▶ [Written instruction]: Reproduce the following lines verbatim, starting at the line that contains "column 54, row 8." and ending at the final line.

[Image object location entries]
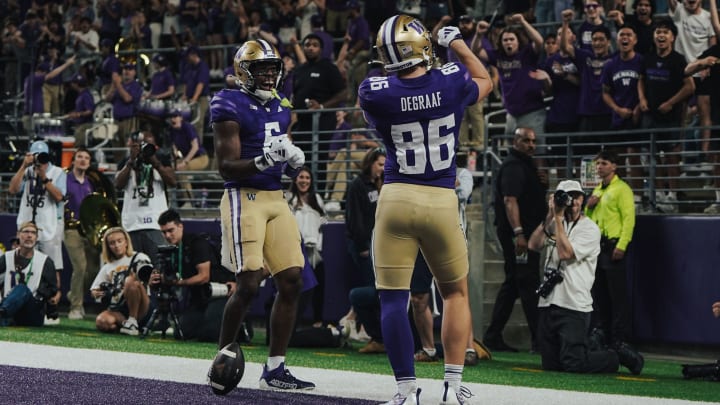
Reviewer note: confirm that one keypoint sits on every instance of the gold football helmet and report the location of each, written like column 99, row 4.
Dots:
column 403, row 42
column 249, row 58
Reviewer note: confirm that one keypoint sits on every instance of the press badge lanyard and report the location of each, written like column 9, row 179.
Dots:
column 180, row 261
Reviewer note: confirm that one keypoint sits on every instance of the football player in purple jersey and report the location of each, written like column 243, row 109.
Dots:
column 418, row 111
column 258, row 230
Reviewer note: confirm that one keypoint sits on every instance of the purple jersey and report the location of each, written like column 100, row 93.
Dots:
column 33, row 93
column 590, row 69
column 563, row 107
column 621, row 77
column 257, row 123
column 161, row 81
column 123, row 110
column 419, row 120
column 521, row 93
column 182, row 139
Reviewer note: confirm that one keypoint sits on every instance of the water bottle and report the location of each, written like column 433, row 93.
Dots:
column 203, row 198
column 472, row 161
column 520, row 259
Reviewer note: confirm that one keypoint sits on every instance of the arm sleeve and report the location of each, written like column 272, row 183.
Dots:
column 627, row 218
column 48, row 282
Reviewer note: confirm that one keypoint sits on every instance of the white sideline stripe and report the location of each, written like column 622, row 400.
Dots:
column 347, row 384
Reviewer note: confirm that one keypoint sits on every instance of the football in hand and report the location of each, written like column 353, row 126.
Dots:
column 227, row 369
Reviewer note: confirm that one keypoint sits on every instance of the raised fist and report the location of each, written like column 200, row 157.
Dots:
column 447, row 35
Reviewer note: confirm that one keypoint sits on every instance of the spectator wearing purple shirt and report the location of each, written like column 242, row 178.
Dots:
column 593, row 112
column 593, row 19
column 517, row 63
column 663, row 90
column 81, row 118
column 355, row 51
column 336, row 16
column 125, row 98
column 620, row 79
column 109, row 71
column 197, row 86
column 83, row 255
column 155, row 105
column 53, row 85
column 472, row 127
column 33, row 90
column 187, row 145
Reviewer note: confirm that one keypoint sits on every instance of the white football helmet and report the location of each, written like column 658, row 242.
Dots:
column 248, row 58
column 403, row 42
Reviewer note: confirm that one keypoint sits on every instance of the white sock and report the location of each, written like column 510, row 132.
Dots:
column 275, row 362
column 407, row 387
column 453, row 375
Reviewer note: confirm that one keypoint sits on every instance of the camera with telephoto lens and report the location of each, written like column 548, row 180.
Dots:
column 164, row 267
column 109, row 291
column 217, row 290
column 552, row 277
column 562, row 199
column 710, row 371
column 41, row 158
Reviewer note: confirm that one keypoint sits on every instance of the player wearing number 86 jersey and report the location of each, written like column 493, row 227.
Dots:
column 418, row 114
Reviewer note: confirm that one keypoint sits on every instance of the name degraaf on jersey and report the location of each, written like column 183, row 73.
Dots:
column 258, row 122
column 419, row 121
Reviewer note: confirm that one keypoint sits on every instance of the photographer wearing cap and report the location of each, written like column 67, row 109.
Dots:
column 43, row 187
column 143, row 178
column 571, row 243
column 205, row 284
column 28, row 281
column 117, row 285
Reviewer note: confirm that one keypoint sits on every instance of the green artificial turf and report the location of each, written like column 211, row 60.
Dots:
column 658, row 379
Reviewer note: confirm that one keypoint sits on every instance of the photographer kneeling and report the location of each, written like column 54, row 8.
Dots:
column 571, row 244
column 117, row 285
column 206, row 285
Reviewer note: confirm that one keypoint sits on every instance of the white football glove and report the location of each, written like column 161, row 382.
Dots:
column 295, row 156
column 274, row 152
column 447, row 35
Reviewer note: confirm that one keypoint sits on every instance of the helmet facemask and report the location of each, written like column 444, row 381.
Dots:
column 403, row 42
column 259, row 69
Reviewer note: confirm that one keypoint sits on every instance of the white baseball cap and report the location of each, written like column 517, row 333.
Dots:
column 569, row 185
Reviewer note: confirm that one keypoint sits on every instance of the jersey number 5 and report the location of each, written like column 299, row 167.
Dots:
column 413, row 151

▶ [Finished task]:
Reviewer note: confirm that one keypoint sits on every instance of the photographer kneeling and report the location of each, written like column 54, row 8.
Dots:
column 571, row 244
column 117, row 285
column 206, row 285
Reviewer note: confirm that one keypoint sits on every instance of the white football glove and report the location of each, written like column 161, row 382.
Dots:
column 295, row 156
column 274, row 152
column 447, row 35
Reviewer note: confirm that one keypoint sits on every instance of the helmet facemask and report the location of each, written like column 444, row 381.
Dots:
column 403, row 42
column 259, row 69
Reviewer note: confirm that one keypoint sits on every instance of the white baseball cap and report the location of each, written like column 517, row 333.
Dots:
column 569, row 185
Reviewer note: confirm that one keypoint sits on every instance of the jersey number 5 and report the location of each, written like column 299, row 167.
Dots:
column 413, row 151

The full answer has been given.